*EXTRACT PROVIDED*
--------------------

In the battery module in the present invention, the battery cells <NUM> are stacked in the vertical direction, so that the number of the battery cells <NUM> can be determined according to the design height of the battery pack, and the space utilization in the height direction is high and flexible. It is only required to connect the carriers to the two sides of the battery cells <NUM> during the installation. Therefore, the installation process is convenient and doesn't require the participation of several workers, thereby the labor cost is reduced. In addition, it is unnecessary to pack the sides of the battery cells <NUM>. Therefore, the cost can be reduced, the heat dissipation effect of the battery cells <NUM> can be improved, the weight of the battery module can be reduced, thereby the overall weight of the battery pack be reduced to meet the design requirements.

--------------------

[Stored data entries]
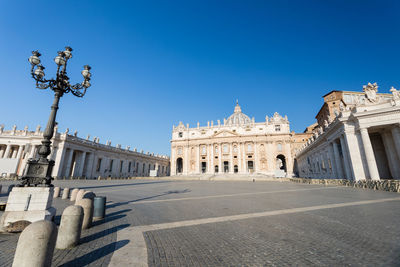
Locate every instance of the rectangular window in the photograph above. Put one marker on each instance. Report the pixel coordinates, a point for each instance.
(98, 166)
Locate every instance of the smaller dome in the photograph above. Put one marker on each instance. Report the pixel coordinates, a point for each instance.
(238, 118)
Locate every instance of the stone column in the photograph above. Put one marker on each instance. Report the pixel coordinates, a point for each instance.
(173, 161)
(369, 154)
(14, 153)
(91, 159)
(255, 160)
(220, 167)
(198, 158)
(19, 153)
(334, 172)
(270, 158)
(2, 150)
(393, 158)
(69, 163)
(6, 154)
(211, 156)
(186, 160)
(231, 158)
(239, 156)
(289, 160)
(396, 138)
(244, 158)
(346, 160)
(338, 163)
(32, 152)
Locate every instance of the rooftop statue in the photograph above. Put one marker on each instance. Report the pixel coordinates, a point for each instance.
(370, 91)
(396, 93)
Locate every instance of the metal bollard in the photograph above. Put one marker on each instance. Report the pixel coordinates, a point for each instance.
(99, 208)
(36, 245)
(89, 194)
(56, 192)
(70, 227)
(65, 193)
(87, 205)
(73, 194)
(79, 195)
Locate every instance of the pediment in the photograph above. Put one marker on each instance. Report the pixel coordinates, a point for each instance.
(225, 133)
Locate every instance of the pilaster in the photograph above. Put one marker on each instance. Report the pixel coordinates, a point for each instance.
(369, 154)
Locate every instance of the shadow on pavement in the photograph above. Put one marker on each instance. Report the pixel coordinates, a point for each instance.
(103, 233)
(117, 212)
(146, 198)
(116, 185)
(109, 219)
(96, 254)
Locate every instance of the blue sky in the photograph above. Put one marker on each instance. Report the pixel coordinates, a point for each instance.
(155, 63)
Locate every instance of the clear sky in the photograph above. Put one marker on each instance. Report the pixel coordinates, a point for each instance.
(155, 63)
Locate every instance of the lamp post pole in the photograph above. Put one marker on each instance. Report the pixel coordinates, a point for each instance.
(38, 172)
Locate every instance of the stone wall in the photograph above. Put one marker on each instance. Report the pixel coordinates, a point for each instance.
(384, 185)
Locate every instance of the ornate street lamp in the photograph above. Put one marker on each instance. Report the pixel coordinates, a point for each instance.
(38, 172)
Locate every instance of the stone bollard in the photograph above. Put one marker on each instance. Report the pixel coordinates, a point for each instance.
(36, 245)
(87, 205)
(99, 208)
(74, 192)
(56, 192)
(89, 194)
(70, 227)
(65, 193)
(79, 196)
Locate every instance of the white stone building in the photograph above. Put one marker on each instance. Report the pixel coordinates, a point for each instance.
(76, 157)
(360, 139)
(239, 145)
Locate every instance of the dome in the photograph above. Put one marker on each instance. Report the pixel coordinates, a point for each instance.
(238, 118)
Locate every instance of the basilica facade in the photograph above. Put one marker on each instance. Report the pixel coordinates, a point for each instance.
(238, 145)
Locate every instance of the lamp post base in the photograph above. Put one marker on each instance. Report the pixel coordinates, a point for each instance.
(38, 173)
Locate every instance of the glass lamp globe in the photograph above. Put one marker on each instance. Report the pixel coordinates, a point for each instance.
(86, 84)
(59, 60)
(34, 59)
(39, 72)
(85, 72)
(67, 52)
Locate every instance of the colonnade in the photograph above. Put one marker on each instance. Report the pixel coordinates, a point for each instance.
(234, 157)
(363, 153)
(91, 164)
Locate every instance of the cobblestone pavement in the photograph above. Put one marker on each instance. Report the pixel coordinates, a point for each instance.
(352, 235)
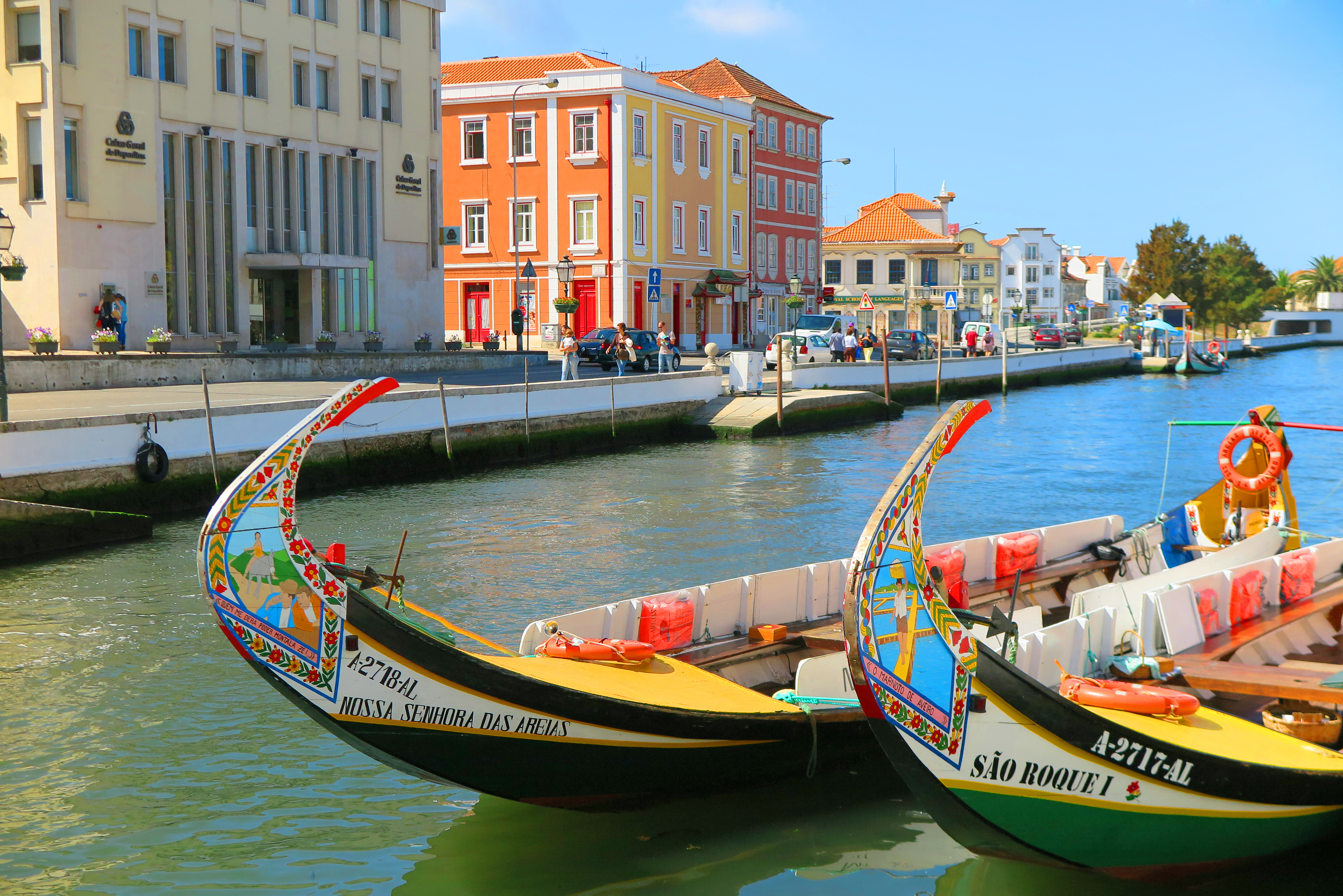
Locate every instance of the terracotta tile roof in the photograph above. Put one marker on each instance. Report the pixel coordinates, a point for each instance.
(518, 68)
(903, 201)
(884, 225)
(716, 78)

--------------------

*WHAT IS REQUIRED*
In one to three sentences, explain why installing the module described in the battery module passage does not require several workers.

*OUTPUT OF THE TASK*
During installation, the carriers only need to be connected to the two sides of the battery cells. This makes the process convenient, so several workers are not needed and labor cost is reduced.